**Instructions for the task:**
From the text on sustainable data centers below, list the cooling technologies the study highlights as cutting electricity use compared to conventional air conditioning.

Cooling technologies are another major area of innovation. The study highlights the use of free air cooling, seawater cooling, and advanced liquid cooling systems that significantly cut electricity use compared to conventional air conditioning. In some cases, waste heat from servers is captured and reused for district heating or industrial processes, turning a by-product into a valuable resource.

Beyond energy systems, the research places strong emphasis on green and blue infrastructure, an area often overlooked in data centre design. Green infrastructure includes vegetation, green roofs, and biologically active surfaces that support biodiversity, improve microclimates, and enhance thermal performance. Blue infrastructure refers to water management systems such as rainwater retention basins, infiltration zones, and greywater reuse.

The authors argue that integrating these elements into data centre sites can deliver multiple benefits. Vegetation can reduce heat island effects and improve insulation, lowering cooling demand. Water retention systems can reduce flood risk, support cooling processes, and enhance local resilience to climate extremes. Biomass production linked to green infrastructure can supply renewable energy inputs while strengthening ecosystem services.

Despite these advantages, the study finds that most existing data centres still prioritise technical efficiency over ecological integration. Green roofs, green walls, and water retention features remain relatively rare, even among facilities branded as sustainable. The authors suggest that this gap reflects both regulatory limitations and a lack of integrated planning approaches that connect energy engineering with landscape design and urban planning.

From case studies to a blueprint for sustainable data centres

The study deeply examines a planned Green Data Centre project in Michalowo, Poland. This pilot project serves as a practical demonstration of how the principles outlined in the research can be applied in a real-world context. Designed in collaboration with academic and industry partners, the facility is planned to operate entirely on renewable energy supplied by nearby biogas plants and a photovoltaic farm.

The project integrates energy production, data processing, and ecological design within a single site. Heat generated by servers is intended to be reused through adsorption chillers powered by waste heat from biogas plants, reducing electricity demand for cooling. Green roofs and green walls are incorporated into building design to improve thermal performance and expand biologically active areas. Rainwater retention basins and planted landscapes support water management, biodiversity, and biomass production.

**Provided information:**
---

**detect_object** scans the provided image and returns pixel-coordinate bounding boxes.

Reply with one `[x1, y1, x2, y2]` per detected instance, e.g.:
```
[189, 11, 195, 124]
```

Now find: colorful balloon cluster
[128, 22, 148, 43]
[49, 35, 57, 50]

**Final answer:**
- Free air cooling
- Seawater cooling
- Advanced liquid cooling systems